------ INPUT FOR THIS TASK ------
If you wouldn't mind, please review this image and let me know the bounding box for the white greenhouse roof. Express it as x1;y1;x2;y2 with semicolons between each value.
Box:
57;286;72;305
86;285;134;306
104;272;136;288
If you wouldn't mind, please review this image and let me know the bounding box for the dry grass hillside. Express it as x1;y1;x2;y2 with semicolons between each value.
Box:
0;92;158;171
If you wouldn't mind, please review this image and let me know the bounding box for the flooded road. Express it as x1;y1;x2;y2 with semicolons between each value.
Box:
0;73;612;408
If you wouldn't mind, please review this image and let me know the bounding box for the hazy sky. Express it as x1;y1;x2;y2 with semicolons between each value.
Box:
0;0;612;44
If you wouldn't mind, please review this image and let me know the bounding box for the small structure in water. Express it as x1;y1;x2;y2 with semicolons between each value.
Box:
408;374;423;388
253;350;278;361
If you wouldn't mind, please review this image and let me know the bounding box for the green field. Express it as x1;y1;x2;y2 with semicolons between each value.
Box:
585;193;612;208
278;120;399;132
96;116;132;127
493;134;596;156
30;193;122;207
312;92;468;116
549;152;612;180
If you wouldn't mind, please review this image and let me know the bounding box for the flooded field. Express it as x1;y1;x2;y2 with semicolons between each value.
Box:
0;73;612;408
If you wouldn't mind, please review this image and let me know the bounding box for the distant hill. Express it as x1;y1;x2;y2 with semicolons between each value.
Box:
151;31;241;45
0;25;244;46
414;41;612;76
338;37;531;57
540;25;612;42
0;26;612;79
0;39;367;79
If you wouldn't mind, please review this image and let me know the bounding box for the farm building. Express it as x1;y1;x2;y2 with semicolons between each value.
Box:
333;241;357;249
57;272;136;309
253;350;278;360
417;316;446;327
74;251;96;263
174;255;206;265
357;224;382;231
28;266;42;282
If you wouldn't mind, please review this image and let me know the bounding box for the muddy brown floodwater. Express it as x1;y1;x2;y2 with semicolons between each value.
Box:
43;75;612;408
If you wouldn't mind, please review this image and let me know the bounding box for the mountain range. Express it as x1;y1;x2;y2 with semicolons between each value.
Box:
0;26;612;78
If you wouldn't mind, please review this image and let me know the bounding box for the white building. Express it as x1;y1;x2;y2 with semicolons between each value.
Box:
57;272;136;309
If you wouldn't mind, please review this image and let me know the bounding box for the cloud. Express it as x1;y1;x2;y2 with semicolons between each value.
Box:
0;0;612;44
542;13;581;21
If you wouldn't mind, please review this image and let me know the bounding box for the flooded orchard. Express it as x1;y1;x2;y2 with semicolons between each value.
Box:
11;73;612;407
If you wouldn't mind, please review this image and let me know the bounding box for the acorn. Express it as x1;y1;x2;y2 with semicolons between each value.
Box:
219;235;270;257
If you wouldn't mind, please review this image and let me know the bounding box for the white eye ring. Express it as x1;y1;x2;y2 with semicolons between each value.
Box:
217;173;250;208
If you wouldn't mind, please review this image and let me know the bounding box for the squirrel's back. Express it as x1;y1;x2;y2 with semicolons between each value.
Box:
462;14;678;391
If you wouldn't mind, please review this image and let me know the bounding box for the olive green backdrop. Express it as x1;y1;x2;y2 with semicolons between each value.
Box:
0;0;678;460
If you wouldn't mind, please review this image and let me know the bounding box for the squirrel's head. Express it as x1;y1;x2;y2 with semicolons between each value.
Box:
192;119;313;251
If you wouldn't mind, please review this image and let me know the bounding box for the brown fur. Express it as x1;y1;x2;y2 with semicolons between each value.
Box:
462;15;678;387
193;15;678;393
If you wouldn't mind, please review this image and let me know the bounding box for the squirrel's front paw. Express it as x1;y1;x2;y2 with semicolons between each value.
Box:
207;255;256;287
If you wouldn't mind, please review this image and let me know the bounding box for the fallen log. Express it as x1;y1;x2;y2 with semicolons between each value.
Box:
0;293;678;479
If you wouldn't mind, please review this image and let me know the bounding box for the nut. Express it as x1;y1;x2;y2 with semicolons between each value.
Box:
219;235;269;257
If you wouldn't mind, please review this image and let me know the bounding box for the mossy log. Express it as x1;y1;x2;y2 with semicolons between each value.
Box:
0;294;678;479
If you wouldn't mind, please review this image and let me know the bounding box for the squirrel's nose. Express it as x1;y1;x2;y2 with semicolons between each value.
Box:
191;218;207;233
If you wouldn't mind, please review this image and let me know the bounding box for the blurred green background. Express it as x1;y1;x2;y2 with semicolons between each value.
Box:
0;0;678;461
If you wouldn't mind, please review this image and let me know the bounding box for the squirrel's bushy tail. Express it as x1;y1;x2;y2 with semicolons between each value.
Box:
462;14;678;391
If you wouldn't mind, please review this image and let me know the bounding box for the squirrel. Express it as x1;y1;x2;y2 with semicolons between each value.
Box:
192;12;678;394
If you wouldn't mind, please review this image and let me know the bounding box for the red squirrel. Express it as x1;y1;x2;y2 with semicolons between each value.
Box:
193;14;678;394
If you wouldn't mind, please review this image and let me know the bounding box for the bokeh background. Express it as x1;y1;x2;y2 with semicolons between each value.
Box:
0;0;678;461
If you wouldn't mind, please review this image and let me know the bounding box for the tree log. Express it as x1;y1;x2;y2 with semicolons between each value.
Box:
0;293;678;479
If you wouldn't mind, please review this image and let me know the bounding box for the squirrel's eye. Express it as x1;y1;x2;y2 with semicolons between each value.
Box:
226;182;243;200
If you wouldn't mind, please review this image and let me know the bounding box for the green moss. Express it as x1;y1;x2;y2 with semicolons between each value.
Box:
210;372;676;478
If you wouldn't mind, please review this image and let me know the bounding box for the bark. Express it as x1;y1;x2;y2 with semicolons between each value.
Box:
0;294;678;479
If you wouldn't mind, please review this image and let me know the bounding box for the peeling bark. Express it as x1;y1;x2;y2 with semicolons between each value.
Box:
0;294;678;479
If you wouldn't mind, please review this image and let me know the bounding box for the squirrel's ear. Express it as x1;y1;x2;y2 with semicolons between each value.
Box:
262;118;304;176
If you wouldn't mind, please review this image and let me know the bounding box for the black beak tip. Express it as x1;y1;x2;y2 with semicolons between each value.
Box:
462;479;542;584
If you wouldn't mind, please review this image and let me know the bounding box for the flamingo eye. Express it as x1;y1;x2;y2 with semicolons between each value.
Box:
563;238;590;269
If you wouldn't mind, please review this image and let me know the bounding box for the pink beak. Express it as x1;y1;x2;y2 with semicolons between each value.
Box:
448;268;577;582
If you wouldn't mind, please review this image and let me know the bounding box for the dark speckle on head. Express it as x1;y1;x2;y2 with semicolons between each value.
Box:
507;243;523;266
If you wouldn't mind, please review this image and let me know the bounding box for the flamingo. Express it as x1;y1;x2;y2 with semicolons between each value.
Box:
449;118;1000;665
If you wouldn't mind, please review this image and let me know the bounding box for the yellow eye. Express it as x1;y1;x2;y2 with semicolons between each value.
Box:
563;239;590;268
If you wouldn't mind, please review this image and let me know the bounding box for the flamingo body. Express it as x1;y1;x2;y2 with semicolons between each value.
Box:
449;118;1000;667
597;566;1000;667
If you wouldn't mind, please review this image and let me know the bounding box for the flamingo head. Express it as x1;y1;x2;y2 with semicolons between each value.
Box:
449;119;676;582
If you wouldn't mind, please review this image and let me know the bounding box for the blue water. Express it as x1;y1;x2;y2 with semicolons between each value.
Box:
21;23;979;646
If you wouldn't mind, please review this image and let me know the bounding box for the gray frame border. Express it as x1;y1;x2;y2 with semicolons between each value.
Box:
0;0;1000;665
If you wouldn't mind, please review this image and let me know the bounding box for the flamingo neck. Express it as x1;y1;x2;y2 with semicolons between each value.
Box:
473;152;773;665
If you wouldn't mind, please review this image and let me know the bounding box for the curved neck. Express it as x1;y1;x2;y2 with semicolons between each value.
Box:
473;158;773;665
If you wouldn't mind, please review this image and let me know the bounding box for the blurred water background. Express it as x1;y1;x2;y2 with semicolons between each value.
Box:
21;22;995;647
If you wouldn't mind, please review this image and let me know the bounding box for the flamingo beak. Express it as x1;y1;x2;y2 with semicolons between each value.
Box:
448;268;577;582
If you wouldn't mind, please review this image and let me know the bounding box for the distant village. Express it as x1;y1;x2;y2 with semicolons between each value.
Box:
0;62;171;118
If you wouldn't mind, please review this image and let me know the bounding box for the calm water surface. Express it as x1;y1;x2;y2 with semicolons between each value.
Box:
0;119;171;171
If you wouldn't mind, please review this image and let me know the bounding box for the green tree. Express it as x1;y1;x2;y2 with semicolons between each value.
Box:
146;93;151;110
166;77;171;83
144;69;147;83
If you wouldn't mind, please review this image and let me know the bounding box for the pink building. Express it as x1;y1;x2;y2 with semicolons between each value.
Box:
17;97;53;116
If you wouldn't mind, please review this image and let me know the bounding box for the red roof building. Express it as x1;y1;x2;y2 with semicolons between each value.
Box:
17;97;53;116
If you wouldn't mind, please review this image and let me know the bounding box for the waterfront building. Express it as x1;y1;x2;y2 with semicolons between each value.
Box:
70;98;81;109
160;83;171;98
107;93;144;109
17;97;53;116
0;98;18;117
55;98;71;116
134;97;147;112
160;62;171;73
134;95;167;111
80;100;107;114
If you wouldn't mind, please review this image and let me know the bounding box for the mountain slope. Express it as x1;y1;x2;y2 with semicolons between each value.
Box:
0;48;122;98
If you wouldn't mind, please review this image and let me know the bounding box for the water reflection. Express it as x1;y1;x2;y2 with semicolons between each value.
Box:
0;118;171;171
------
• **GIVEN PROBLEM**: Find every line in the records above that contains the word "flooded", and copy each of those lines in full.

• **SOLUTION**:
If you wouldn't mind, please review this image and let me know the bounding box for the flooded road. Express it as x1;y1;x2;y2 with semicolons between each value.
If you wouldn't mind, please review this image and let me know the bounding box for the flooded field. Express it as x1;y1;x2;y2 with semicolons between each value.
If you wouldn't mind, please review this image and let me know the bounding box for the flooded orchard. Express it as x1;y1;x2;y2 with semicolons between each value.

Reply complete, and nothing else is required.